--- Extracted text ---
+++
Mental health workers strike over suspension of union member

About 700 mental health workers are on strike in Manchester in protest at the suspension of a shop steward.

The three-day walkout which started yesterday has led to some psychiatric patients being moved to centres up to 100 miles away. Others have been sent home.

Unison said it was shocked at the move but Manchester Mental Health and Social Care Trust said it had no alternative.

Karen Reissman, a community psychiatric nurse at Manchester Mental Health and Social Care Trust, was suspended eight weeks ago after the trust alleged she had brought it into disrepute by her criticism of government policies and local health cuts. Reissman is a member of Unison’s national health executive and chair of her branch..

Unison had launched a ballot on July 25, arguing Reissman had been “gagged” by the trust.

“We believe attempts to discipline Karen are an attempt to prevent her from speaking out and to intimidate other stewards from opposing and speaking out against cuts in service,” a Unison spokesperson said.

The union claims 60 psychiatric patients at North Manchester General Hospital have been moved to private facilities.

Although it did not give exact figures, the trust said patients were moved to Alpha Care in Bury and to Affinity Health Care in Darlington.
+++
--- Data provided ---
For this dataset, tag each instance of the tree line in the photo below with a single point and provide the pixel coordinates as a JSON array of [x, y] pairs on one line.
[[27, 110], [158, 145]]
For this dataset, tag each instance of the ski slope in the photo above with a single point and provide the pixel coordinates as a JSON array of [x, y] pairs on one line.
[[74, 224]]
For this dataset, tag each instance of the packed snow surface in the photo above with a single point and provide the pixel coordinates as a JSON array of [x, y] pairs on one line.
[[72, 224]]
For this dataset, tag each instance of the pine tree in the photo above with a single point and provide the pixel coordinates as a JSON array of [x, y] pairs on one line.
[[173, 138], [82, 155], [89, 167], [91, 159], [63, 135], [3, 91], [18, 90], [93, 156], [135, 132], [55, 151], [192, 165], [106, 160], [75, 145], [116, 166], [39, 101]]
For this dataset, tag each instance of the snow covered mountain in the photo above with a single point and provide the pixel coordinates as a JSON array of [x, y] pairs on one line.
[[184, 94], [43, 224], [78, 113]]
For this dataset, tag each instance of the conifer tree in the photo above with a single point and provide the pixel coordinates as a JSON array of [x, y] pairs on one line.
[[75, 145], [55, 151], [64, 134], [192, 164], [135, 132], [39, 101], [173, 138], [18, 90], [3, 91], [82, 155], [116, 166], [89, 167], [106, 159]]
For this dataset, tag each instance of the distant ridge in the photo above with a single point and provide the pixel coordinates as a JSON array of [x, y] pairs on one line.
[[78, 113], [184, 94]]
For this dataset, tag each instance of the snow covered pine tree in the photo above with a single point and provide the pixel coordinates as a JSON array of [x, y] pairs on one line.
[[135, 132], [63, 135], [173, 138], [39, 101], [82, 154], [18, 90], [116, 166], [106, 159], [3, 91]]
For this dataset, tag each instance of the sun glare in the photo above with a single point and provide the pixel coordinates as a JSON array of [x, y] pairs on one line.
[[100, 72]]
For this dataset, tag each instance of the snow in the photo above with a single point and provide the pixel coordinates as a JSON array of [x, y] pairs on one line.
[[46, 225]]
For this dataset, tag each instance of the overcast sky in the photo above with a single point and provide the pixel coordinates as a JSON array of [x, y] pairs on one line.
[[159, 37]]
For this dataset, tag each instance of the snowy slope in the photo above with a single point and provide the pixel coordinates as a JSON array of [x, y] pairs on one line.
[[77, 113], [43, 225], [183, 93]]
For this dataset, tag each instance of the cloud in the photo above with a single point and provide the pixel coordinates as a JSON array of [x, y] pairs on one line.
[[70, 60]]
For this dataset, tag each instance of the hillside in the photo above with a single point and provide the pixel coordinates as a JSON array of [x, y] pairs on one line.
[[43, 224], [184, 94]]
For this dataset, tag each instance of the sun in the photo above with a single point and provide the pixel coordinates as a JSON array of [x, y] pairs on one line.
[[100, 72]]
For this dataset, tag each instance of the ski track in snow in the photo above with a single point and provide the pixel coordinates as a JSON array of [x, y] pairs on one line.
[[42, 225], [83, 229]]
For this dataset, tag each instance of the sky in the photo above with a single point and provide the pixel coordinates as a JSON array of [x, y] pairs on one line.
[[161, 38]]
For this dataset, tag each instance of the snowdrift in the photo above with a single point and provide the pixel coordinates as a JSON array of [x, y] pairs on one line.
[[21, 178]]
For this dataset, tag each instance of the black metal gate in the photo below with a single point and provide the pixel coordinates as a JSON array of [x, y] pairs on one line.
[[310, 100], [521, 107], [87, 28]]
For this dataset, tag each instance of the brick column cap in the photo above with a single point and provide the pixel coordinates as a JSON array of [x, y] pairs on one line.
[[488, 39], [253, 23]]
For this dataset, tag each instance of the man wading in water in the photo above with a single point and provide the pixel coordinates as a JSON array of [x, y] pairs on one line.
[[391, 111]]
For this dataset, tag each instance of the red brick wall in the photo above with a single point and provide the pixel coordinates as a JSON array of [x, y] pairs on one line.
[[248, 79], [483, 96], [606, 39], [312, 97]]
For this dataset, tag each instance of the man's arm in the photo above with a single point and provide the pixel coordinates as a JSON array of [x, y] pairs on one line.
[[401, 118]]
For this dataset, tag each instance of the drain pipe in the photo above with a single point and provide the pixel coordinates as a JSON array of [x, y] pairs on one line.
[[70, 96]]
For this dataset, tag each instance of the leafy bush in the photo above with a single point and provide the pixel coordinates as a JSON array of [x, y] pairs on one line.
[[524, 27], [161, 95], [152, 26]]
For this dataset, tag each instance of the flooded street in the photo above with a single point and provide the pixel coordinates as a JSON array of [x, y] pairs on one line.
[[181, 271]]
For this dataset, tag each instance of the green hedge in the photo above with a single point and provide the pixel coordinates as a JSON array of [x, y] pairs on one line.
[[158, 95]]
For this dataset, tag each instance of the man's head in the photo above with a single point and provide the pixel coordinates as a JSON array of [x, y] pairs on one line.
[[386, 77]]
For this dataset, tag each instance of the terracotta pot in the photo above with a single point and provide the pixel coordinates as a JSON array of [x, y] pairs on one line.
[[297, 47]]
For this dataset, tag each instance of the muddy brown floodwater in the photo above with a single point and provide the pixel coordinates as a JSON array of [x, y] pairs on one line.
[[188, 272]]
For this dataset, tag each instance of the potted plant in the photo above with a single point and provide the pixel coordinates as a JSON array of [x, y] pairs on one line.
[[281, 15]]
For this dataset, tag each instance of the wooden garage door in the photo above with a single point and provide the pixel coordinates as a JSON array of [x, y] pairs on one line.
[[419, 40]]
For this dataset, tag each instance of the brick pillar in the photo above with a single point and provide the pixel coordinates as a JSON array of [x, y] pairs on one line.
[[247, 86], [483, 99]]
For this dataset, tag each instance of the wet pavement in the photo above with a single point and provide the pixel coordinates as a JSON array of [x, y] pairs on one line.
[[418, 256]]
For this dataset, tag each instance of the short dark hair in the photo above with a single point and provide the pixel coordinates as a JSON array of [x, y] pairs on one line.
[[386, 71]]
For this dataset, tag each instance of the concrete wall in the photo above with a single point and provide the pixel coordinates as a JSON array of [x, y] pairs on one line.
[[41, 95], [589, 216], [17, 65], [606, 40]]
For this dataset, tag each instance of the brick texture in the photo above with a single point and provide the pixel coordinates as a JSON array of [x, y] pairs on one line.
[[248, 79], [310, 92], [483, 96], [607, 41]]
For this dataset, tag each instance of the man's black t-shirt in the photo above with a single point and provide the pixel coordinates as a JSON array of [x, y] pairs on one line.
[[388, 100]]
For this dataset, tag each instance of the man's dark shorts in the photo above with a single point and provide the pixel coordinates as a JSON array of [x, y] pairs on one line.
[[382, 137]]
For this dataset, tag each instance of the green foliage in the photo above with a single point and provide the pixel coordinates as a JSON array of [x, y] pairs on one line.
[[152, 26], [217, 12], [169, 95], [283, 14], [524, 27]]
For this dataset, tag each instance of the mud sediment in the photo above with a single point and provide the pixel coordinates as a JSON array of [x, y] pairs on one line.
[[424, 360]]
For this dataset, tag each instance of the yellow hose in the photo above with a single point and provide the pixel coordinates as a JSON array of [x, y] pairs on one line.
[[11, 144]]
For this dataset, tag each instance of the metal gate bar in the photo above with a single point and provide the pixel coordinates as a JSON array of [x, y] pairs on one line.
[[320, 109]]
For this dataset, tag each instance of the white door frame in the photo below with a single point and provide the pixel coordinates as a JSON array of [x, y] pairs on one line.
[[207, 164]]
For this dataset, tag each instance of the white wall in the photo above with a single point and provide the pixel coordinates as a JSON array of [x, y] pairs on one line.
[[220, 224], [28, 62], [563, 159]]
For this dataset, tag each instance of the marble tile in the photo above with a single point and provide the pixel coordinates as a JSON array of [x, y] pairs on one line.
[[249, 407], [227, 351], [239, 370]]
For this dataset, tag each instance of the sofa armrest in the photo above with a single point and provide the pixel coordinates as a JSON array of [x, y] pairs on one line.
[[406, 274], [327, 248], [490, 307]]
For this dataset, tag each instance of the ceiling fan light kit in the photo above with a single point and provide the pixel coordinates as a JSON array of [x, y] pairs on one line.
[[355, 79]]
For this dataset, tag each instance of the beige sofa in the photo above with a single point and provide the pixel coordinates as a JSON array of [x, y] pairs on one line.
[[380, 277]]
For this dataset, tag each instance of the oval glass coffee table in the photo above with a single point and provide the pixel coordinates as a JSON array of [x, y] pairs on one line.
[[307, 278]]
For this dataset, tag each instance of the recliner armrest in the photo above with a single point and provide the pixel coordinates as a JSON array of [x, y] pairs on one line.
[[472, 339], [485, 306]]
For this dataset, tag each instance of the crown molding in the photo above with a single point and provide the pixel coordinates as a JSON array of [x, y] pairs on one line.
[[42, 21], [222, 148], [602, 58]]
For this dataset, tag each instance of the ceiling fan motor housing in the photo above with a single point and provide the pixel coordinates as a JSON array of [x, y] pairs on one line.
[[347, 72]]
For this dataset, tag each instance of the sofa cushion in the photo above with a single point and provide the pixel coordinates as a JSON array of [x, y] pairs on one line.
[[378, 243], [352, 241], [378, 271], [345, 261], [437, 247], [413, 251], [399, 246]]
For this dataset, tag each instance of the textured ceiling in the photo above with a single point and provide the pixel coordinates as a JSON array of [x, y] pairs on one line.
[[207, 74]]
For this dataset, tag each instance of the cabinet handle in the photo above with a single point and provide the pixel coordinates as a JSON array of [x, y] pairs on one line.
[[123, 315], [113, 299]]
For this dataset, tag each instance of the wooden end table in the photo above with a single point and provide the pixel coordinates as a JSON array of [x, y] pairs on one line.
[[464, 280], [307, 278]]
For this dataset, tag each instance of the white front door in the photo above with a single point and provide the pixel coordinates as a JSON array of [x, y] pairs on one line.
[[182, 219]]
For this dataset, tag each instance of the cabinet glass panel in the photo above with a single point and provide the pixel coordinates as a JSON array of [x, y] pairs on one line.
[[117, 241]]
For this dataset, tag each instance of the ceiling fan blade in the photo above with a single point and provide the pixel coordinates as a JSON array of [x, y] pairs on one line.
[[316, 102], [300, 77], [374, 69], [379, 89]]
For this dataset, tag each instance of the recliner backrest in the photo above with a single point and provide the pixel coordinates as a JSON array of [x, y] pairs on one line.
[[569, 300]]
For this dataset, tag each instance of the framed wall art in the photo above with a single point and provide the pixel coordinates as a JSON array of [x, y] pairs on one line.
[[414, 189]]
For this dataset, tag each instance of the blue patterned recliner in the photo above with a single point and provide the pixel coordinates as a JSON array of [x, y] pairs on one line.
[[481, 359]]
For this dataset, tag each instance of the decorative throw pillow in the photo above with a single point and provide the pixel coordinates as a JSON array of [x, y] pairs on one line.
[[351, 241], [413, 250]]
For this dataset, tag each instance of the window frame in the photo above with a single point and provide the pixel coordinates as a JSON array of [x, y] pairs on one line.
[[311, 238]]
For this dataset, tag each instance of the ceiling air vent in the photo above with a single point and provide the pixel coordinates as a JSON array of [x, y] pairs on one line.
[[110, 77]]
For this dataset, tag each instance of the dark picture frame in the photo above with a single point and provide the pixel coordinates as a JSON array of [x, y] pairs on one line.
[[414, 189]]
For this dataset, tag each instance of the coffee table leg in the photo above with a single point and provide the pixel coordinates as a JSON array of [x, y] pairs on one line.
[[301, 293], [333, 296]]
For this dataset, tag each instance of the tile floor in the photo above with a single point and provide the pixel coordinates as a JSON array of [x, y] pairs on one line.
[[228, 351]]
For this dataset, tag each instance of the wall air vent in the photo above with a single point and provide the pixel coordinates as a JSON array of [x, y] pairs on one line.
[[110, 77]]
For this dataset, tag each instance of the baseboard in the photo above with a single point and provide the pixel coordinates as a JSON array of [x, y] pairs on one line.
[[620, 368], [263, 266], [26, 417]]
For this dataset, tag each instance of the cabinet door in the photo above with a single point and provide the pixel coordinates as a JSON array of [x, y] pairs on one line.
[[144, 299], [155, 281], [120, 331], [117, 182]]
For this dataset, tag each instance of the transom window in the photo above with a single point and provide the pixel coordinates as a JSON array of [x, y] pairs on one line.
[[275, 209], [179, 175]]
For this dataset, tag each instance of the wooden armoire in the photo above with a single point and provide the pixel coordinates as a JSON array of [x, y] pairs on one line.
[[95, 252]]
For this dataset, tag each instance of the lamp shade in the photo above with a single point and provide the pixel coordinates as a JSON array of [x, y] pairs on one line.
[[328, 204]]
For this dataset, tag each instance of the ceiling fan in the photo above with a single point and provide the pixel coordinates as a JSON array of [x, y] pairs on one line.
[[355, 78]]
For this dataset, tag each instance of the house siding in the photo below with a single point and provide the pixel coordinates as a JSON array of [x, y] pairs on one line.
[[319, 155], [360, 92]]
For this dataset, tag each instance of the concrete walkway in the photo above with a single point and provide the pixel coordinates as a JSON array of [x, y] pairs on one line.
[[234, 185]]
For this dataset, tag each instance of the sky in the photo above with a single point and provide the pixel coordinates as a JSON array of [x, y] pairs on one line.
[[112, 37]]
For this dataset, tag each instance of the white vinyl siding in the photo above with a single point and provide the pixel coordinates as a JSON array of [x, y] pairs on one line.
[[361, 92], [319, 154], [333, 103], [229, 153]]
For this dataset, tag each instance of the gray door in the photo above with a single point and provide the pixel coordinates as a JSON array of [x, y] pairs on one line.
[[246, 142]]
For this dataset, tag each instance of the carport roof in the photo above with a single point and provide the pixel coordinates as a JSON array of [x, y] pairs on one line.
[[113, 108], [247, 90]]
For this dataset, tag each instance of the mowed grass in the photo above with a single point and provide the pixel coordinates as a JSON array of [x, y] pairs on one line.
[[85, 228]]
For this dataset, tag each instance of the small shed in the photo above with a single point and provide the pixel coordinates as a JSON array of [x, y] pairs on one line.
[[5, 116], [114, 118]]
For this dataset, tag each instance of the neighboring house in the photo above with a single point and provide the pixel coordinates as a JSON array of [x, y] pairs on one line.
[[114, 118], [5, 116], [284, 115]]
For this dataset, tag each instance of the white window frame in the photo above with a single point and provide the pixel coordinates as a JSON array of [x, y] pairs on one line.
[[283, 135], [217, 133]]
+++
--- About this task ---
Continue the news report above about the Manchester mental health workers' strike, starting after its last sentence.

--- Answer area ---
Sandra Corrigan, one of the nurses on strike, told journalists: “None of them were happy about going, some of them were shouting and screaming out of the taxi windows as they were driven away.”

But the trust said those patients that had been moved were settling in well, while 32 were clinically assessed to be fit enough to go home for a short period of leave.

Despite the industrial action, about half of the trust’s staff reported for work yesterday and 14 out of 17 wards remain operational.

Chief Executive Sheila Foley said care and safety of patients was the trust’s priority.

“During our visits around the trust today, we observed that patients were being well cared for and are extremely grateful for the hard work and dedication of staff under challenging circumstances,” she told the BBC.

“We will continue to monitor the situation and respond and change arrangements if necessary.”